▶ YOUR OBJECTIVE: Return every line of the listing that contains the string "pillar".

▶ INFORMATION PROVIDED:
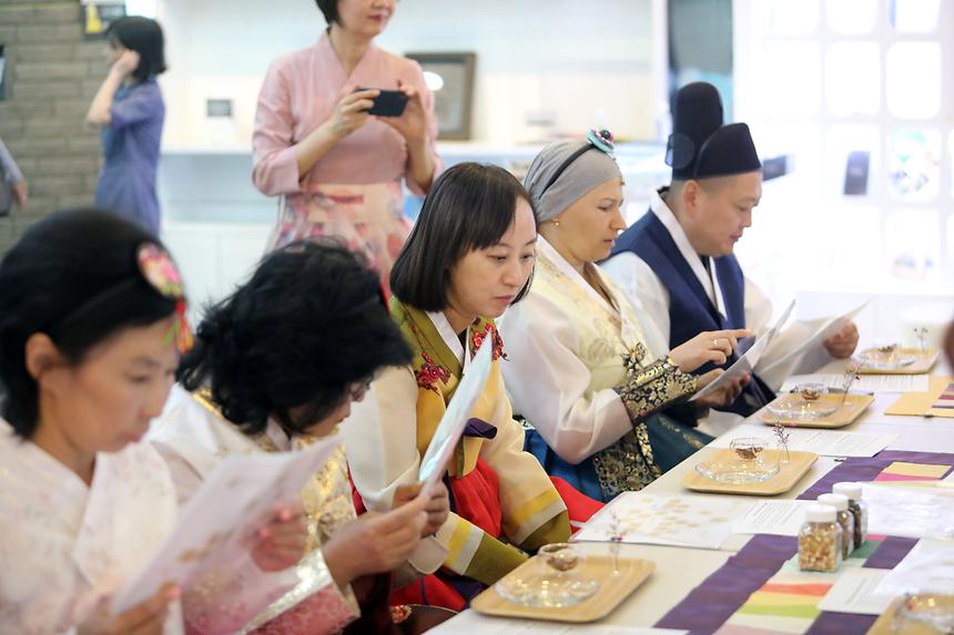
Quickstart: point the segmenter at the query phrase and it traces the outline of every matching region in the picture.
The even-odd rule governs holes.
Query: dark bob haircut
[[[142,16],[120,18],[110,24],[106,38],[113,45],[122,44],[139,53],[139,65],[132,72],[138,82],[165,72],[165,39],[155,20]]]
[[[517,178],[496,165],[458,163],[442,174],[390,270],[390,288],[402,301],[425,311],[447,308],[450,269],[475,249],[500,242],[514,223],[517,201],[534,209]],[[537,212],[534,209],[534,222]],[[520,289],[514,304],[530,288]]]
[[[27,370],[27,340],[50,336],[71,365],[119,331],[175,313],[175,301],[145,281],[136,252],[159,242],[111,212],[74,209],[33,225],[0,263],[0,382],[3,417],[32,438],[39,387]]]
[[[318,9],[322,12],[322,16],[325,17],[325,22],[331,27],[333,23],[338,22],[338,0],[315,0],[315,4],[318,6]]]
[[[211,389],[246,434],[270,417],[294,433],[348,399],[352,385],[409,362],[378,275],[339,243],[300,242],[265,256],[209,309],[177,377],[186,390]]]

...

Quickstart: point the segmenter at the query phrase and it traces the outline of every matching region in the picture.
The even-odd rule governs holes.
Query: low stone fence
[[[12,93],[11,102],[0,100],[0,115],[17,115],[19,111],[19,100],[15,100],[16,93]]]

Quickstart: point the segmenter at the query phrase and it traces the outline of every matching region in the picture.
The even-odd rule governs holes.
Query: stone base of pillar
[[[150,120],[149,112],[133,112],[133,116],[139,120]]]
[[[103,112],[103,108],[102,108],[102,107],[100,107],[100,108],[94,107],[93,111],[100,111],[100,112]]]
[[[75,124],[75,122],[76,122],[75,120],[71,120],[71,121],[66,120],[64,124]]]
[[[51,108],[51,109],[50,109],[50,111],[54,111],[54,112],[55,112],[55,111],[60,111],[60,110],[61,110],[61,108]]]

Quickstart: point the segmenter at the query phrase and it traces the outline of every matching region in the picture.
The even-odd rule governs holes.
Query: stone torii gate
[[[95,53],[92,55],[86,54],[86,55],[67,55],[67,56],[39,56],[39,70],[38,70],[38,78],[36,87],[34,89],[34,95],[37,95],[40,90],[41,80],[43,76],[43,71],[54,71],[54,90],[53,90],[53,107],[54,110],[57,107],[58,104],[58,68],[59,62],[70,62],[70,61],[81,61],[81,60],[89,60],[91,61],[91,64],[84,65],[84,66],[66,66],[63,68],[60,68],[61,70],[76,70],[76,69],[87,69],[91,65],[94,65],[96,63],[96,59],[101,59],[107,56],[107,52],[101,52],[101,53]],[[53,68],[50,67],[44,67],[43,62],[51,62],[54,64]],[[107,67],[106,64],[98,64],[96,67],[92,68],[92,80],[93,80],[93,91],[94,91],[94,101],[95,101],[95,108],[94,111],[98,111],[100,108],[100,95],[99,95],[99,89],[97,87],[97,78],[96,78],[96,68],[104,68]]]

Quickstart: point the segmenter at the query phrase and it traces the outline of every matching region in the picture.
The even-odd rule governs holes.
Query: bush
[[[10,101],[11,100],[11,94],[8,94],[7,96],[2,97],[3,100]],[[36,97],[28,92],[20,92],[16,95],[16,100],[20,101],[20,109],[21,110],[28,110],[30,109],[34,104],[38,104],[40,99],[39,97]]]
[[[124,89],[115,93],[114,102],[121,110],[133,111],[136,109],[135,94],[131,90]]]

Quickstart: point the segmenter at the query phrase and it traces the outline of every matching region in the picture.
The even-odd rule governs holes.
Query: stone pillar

▶ EXPECTED ANSWER:
Query: stone base of pillar
Query: stone pillar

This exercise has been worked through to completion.